--- WORK ITEM ---
Give again, word for word, every line below from the one that has "Target: bush" through the one that has "Target: wooden post", both included, and no others.

SOURCE DATA: Begin

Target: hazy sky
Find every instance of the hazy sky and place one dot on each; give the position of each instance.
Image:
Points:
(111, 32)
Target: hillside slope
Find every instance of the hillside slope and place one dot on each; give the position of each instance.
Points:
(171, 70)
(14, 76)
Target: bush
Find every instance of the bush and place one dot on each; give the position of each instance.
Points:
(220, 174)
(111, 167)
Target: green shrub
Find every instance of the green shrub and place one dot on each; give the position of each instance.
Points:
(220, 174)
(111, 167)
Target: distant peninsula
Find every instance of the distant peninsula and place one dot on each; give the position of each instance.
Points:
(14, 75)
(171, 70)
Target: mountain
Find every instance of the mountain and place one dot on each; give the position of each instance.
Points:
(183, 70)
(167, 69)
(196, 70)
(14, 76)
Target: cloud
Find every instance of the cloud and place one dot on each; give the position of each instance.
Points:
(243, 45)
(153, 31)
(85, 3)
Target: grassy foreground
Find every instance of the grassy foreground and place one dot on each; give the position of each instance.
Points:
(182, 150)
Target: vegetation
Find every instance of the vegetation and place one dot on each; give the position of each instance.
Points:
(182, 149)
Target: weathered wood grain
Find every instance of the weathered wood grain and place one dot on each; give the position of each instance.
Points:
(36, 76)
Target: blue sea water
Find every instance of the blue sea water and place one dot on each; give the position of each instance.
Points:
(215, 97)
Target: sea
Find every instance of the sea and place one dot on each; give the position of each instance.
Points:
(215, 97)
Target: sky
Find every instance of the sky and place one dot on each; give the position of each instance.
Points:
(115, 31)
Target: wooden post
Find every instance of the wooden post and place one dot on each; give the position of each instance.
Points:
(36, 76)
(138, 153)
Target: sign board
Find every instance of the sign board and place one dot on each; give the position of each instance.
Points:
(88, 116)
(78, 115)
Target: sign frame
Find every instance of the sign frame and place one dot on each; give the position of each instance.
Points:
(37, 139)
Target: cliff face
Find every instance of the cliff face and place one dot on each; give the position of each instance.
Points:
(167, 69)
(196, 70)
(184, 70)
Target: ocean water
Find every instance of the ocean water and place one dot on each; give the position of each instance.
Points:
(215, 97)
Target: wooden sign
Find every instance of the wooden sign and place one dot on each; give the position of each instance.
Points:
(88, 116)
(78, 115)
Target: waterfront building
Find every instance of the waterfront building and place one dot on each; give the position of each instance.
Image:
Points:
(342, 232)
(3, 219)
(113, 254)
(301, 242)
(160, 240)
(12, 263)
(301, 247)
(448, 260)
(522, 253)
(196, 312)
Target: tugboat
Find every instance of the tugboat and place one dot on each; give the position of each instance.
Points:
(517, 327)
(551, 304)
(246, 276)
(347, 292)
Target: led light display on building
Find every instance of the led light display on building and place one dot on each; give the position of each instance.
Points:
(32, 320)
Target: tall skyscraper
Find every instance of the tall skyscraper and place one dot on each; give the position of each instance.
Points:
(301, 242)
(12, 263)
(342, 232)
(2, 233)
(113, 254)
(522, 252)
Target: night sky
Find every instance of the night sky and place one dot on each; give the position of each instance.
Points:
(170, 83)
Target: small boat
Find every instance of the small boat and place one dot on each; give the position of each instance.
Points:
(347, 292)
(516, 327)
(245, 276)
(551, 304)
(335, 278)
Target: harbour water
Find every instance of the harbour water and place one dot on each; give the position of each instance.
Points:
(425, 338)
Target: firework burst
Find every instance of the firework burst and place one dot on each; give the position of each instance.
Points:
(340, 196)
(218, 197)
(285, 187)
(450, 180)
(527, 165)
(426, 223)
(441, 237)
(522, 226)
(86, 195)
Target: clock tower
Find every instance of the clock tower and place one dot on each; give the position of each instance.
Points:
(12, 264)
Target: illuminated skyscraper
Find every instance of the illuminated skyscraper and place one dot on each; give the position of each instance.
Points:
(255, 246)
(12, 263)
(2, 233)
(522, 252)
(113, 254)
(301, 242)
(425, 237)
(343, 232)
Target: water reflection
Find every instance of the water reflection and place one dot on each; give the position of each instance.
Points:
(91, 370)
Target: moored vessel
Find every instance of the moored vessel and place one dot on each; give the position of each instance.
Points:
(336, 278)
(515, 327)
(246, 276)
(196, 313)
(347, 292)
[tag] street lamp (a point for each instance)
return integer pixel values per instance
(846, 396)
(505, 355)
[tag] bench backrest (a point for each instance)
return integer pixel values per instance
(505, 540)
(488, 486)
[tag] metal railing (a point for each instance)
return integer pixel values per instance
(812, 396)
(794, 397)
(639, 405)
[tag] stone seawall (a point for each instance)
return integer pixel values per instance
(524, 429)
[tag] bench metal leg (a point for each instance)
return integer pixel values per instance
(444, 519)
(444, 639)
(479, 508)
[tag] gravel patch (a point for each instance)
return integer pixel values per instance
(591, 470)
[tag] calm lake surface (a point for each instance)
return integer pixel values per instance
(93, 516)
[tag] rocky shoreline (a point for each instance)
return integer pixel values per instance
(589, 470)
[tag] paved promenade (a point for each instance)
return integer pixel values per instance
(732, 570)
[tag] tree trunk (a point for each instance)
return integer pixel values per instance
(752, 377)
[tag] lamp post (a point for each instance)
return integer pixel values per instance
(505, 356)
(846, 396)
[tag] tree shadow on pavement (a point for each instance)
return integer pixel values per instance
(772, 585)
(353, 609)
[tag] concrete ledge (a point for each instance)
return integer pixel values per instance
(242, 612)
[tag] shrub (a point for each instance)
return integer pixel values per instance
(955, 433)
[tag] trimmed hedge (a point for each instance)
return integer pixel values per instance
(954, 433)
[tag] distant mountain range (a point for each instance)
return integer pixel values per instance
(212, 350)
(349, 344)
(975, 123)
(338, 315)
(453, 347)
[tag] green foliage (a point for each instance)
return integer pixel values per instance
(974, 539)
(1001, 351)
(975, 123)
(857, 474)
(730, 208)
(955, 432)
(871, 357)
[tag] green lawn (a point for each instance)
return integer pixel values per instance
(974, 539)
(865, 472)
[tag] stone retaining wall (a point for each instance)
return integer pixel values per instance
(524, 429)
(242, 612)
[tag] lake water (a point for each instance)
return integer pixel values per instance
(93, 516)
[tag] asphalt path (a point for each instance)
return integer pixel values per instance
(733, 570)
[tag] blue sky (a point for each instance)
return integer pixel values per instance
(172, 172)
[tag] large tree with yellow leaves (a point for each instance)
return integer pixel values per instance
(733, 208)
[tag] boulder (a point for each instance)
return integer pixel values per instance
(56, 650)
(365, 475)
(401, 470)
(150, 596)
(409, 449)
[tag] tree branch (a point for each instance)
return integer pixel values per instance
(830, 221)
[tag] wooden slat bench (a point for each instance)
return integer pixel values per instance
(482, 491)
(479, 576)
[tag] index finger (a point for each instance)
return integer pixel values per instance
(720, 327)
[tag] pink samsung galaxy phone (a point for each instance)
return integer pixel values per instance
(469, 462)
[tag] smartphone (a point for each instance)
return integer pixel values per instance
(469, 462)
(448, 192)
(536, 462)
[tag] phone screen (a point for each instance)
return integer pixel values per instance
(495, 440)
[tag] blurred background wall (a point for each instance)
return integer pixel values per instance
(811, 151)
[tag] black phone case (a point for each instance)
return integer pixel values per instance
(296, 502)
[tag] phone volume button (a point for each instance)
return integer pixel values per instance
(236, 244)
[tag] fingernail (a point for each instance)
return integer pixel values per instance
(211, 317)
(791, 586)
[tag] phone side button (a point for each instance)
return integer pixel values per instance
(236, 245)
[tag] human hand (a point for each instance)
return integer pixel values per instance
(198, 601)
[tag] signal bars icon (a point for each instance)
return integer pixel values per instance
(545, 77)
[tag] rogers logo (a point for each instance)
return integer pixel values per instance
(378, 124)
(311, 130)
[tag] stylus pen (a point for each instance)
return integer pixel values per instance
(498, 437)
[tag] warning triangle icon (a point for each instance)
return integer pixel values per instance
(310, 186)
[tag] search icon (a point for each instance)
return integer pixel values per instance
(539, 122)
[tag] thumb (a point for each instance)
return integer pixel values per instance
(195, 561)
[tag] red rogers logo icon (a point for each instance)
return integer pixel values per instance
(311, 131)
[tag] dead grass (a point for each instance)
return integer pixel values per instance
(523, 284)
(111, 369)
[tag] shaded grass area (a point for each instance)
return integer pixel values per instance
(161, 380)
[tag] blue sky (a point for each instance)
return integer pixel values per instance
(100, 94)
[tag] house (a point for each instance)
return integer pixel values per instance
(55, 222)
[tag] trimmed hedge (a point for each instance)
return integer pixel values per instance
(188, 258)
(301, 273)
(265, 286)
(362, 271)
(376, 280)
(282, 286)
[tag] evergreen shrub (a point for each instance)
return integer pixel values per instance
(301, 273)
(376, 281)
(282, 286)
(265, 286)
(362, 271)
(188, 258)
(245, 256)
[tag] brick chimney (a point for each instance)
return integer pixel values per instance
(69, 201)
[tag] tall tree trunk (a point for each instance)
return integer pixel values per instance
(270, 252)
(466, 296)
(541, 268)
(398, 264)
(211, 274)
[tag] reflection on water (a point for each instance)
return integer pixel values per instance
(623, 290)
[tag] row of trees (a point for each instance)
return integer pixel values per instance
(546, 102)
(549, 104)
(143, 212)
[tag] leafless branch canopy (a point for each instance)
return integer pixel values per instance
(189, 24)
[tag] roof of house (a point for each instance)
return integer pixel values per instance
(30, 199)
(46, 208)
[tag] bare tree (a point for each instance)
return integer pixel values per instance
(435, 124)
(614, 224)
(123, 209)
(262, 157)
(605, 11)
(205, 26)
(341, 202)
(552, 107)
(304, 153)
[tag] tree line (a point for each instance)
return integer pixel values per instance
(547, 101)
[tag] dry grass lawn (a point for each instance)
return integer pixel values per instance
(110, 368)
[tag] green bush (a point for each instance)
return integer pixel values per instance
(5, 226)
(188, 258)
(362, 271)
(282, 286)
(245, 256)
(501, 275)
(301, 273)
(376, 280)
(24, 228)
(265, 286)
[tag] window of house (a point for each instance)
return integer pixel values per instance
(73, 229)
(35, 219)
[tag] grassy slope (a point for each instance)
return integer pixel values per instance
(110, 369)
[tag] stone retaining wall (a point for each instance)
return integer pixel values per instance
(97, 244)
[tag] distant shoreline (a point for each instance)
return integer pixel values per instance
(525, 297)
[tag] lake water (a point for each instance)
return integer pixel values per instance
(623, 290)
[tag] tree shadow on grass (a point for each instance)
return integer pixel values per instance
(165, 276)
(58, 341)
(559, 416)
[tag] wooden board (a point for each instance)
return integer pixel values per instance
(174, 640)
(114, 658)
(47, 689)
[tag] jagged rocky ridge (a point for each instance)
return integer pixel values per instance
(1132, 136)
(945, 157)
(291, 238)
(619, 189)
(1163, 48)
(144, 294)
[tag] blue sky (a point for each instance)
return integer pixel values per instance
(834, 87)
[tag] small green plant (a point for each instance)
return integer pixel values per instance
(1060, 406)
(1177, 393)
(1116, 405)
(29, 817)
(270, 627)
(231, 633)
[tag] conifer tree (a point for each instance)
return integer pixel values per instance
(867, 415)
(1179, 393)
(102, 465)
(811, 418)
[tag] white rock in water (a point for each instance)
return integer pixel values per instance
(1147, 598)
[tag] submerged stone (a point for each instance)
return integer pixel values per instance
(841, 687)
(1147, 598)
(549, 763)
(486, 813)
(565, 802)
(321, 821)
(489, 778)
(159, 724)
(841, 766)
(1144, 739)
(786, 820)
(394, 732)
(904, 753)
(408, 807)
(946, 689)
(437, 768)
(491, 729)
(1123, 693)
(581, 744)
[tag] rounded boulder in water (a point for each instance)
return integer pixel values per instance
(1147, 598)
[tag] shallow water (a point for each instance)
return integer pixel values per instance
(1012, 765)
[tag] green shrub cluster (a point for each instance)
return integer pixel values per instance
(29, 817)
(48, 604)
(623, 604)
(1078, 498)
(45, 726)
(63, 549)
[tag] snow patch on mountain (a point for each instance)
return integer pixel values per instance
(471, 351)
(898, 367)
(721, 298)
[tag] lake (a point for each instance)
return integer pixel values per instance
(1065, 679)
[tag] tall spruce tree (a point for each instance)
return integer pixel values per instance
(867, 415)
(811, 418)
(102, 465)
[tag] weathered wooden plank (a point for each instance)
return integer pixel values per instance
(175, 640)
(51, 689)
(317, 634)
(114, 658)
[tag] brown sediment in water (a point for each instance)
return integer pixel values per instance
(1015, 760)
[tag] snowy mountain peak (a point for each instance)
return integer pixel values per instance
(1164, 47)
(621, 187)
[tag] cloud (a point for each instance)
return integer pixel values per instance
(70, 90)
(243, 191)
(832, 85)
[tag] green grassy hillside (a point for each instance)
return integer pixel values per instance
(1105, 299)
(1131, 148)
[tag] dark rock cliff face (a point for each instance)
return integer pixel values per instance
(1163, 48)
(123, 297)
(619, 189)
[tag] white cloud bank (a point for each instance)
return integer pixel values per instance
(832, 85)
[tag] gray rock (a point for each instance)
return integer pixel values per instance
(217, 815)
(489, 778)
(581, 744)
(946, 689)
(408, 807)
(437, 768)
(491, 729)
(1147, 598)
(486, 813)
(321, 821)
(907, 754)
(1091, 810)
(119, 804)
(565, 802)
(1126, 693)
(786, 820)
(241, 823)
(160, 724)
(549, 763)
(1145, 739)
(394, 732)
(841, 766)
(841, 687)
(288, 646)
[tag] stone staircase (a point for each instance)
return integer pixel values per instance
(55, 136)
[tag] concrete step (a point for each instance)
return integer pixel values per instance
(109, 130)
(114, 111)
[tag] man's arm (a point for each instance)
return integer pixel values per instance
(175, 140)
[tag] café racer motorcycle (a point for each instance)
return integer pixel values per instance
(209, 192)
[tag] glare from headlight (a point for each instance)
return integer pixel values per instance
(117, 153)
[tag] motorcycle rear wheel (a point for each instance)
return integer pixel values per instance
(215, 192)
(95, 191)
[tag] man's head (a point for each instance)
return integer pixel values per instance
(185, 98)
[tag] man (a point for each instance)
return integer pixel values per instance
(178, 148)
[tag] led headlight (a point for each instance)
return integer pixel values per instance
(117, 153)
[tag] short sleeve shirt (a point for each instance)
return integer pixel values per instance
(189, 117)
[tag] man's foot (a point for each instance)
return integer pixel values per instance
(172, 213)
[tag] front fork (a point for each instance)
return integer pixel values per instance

SOURCE DATA: End

--- RESULT OF THE TASK ---
Target: bush
Find every instance of the bush and place one dot on each; give the position of each instance.
Points:
(220, 174)
(111, 167)
Target: green shrub
Find every instance of the green shrub and place one dot on each; give the position of each instance.
Points:
(220, 174)
(111, 167)
Target: distant peninsula
Find every instance of the distant peninsula and place one dot on each; give the position of each instance.
Points:
(14, 75)
(171, 70)
Target: mountain
Find every instance of the mountain and place one dot on each; give the position of each instance.
Points:
(183, 70)
(167, 69)
(196, 70)
(14, 76)
Target: cloud
Find every instance of the cloud and place one dot on each; give the position of each instance.
Points:
(243, 45)
(153, 31)
(85, 3)
Target: grassy foreground
Find every instance of the grassy foreground and place one dot on each; give the position of each instance.
Points:
(182, 150)
Target: vegetation
Find every instance of the vegetation and place one dot on each; give the position of each instance.
Points:
(182, 149)
Target: weathered wood grain
Find every instance of the weathered wood grain and place one dot on each; give the position of each instance.
Points:
(36, 76)
Target: blue sea water
Find every instance of the blue sea water and place one dot on each; give the position of each instance.
Points:
(215, 97)
Target: sea
Find every instance of the sea and place one dot on each; give the position of each instance.
Points:
(215, 97)
Target: sky
Find every instance of the sky and place one dot on each; give the position of each instance.
Points:
(115, 31)
Target: wooden post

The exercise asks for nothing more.